=== GIVEN PASSAGE ===
————
NIH Launches $185M Impact of Genomic Variation on Function Consortium

NIH Launches $185M Impact of Genomic Variation on Function Consortium
Researchers supported by NHGRI's Genomics and Randomized Trials Network (GARNET) program, who have been studying the genomes of nearly 5,000 people, have pinpointed a genetic variant tied to increased risk for stoke and cardiovascular disease.

Washington University School of Medicine will serve as the data and administrative coordinating center for the new Impact of Genomic Variation on Function (IGVF) Consortium. Nationwide, the NIH is providing approximately $185 million over five years to the consortium. The agency will fund 25 awards across 30 US research sites. This represents a major step forward in personalized medicine.

The Washington University data and administrative center will be led by Ting Wang, Sanford C. and Karen P. Loewentheil Distinguished Professor of Medicine. Collaborators on the Washington University data center grant include researchers at Northwestern University, the University of California at Santa Cruz, and Carnegie Mellon University.

The IGVF consortium includes five components: functional characterization centers, regulatory network projects, mapping centers, a data and administrative coordinating center, and predictive modeling projects. A full list of awardee sites is available on the NHGRI website.

NHGRI reports that there are approximately 4-5 million variants in each individuals genome. Some increase risk of disease, others reduce risk, and the rest have no effect.

“We’re very good at measuring genomic variation, and Washington University and our McDonnell Genome institute have been leading that work nationally for decades,” Wang said. “But we still have very little understanding of the functional impact of that genetic variation. One DNA variant or a combination of variants could raise a person’s risk of developing heart disease, Alzheimer’s disease or cancer, for example. This project is a continuation of our long-running genomic research, but now we’re trying to determine how variations in the genome are actually affecting the body.”

Wang has a long history of leadership in large genomic research projects at the School of Medicine, including co-leading the university’s contribution to the NIH’s Human Pangenome Reference Sequencing Project, which is tasked with improving the accuracy and diversity of the reference human genome sequence.

Researchers have identified millions of human genomic variants that differ across the world, including thousands of disease-associated ones. By combining experimental methods with advanced computer models, the IGVF consortium will identify which variants in the genome are relevant for health and disease — information that will be of critical importance to clinicians.

“Biomedical researchers have recently made remarkable advances in the experimental and computational methods available for elucidating genome function,” said Carolyn Hutter, director of the NHGRI Division of Genome Sciences. “The IGVF consortium will include world leaders in these areas, and together they will leverage these advances to tackle an incredibly challenging and important series of questions related to how genomic variation influences biological function.”

The IGVF consortium will develop a catalog of the results and approaches used in the studies. All information generated by the consortium will be made freely available to the research community via a web portal to assist with future research projects. The web portal will build on the Washington University Epigenome Browser, a tool developed by Wang’s team that allows researchers around the world to search and browse genomic data.

There are thousands of genomic variants associated with disease, and it is not possible to manipulate each variant individually and in each biological setting. As a result, Consortium researchers also will develop computational modeling approaches to predict the impact of variants on genome function.
————
=== MATERIAL SHOWN ===

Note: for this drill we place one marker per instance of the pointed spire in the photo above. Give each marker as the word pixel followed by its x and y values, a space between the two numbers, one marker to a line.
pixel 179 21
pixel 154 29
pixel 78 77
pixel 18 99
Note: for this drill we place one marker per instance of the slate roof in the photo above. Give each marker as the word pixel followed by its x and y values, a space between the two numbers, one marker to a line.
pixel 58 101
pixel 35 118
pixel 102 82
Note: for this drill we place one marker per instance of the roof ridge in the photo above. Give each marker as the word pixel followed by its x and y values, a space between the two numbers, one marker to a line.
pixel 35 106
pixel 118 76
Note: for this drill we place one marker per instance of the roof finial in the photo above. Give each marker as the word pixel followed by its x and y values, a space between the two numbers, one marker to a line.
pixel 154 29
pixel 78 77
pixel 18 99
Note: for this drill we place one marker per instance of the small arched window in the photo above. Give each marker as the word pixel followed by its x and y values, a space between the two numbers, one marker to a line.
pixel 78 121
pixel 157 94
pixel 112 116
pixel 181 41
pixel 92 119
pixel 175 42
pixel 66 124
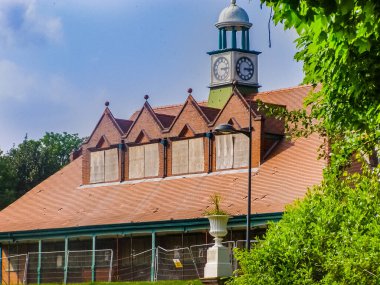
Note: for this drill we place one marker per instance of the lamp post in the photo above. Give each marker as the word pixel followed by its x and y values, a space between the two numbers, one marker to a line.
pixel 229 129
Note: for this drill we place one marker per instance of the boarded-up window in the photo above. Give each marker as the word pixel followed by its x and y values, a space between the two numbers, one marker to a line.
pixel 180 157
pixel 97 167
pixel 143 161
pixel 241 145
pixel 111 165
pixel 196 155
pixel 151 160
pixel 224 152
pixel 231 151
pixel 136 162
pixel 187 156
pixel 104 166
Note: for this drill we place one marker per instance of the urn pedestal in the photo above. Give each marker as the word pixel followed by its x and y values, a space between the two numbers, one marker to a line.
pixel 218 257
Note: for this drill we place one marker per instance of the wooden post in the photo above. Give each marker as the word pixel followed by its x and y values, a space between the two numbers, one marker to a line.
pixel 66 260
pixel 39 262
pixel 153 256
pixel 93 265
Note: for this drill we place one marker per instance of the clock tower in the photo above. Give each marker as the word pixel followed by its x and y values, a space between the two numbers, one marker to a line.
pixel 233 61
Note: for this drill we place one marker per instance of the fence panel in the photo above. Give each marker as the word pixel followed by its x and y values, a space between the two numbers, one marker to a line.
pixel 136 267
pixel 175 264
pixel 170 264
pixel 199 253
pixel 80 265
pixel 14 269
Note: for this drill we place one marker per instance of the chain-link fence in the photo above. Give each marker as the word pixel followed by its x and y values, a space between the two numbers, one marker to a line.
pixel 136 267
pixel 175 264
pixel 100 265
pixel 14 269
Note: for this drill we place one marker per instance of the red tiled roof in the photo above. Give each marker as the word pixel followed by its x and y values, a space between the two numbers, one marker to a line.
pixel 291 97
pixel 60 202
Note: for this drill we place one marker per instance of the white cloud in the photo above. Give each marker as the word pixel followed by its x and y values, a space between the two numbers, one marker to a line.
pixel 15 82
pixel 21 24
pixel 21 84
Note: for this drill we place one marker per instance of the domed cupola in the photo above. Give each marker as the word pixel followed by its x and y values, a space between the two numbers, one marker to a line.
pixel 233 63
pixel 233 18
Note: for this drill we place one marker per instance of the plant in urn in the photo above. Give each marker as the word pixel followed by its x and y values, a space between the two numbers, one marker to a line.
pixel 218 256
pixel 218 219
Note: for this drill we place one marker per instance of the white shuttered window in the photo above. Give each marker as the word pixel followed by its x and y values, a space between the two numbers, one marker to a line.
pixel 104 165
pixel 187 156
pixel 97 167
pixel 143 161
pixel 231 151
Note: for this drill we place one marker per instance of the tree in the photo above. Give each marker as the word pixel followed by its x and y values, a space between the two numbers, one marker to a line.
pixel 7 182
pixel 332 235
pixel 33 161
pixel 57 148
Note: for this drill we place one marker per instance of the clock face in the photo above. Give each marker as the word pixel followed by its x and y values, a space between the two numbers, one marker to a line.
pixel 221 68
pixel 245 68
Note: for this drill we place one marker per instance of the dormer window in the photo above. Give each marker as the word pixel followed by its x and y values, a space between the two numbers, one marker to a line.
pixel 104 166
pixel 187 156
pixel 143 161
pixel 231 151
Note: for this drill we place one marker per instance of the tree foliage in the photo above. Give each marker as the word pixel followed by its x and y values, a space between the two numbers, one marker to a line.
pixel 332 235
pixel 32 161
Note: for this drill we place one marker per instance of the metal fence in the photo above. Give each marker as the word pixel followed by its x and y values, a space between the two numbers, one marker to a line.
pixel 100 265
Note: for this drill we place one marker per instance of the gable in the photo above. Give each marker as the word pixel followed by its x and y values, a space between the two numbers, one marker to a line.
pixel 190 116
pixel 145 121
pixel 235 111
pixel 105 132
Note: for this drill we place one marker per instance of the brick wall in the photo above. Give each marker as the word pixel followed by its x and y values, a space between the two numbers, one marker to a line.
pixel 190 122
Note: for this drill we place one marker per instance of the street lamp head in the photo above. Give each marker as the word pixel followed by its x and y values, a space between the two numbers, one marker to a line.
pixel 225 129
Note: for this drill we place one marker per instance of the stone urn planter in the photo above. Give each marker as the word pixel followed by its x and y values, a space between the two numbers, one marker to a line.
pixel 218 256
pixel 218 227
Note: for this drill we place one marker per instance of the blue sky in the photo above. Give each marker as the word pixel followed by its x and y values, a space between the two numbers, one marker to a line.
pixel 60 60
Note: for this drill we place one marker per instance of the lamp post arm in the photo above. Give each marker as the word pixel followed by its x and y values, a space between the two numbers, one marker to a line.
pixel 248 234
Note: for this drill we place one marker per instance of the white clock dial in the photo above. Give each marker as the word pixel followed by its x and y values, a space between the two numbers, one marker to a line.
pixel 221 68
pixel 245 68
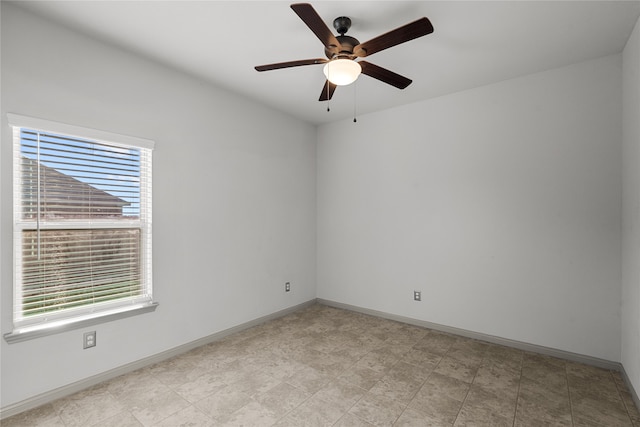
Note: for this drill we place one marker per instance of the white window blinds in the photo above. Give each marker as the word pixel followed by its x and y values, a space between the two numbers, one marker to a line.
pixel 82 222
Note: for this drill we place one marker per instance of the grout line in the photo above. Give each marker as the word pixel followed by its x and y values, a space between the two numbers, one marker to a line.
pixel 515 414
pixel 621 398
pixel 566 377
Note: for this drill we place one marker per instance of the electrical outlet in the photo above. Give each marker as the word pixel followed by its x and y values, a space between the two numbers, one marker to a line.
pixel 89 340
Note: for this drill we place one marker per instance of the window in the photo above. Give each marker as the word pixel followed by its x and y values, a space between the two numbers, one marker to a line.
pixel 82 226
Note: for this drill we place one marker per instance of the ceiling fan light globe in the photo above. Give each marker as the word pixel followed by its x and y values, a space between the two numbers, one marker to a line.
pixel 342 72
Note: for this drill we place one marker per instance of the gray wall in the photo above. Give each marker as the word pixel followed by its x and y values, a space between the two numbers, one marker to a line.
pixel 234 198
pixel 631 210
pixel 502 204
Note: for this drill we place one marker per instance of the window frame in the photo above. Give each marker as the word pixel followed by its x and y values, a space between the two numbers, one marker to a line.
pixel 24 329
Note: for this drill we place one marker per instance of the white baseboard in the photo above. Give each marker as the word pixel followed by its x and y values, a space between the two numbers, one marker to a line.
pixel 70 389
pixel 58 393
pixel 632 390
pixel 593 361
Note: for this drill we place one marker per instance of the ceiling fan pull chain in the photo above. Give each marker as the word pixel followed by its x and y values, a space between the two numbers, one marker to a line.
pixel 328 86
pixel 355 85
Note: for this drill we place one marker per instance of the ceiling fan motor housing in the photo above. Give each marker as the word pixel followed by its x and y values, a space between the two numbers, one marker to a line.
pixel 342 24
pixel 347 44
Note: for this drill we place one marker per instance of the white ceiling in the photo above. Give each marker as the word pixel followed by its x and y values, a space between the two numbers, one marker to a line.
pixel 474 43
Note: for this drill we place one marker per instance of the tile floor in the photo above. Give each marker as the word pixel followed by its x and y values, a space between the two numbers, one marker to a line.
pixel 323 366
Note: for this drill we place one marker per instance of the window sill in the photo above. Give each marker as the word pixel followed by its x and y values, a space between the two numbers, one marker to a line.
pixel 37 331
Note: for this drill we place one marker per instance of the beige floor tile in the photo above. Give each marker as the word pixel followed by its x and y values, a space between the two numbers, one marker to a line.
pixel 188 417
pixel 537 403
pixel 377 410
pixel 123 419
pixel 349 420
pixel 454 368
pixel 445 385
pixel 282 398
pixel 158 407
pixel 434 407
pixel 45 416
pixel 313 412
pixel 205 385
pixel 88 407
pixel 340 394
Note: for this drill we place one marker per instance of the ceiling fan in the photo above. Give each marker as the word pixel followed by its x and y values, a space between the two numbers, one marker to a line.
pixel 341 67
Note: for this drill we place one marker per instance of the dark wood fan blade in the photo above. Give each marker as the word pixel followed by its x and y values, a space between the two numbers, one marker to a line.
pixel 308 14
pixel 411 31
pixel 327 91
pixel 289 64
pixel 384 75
————
=== PROBLEM SET ===
a: Reproduce, word for word, the part of the article on the IGVF consortium that opens with the words containing "The IGVF consortium includes" and closes with "the NHGRI website.".
b: Name every component that the article on the IGVF consortium says the consortium includes.

=== WRITTEN RESPONSES ===
a:
The IGVF consortium includes five components: functional characterization centers, regulatory network projects, mapping centers, a data and administrative coordinating center, and predictive modeling projects. A full list of awardee sites is available on the NHGRI website.

b:
- functional characterization centers
- regulatory network projects
- mapping centers
- a data and administrative coordinating center
- predictive modeling projects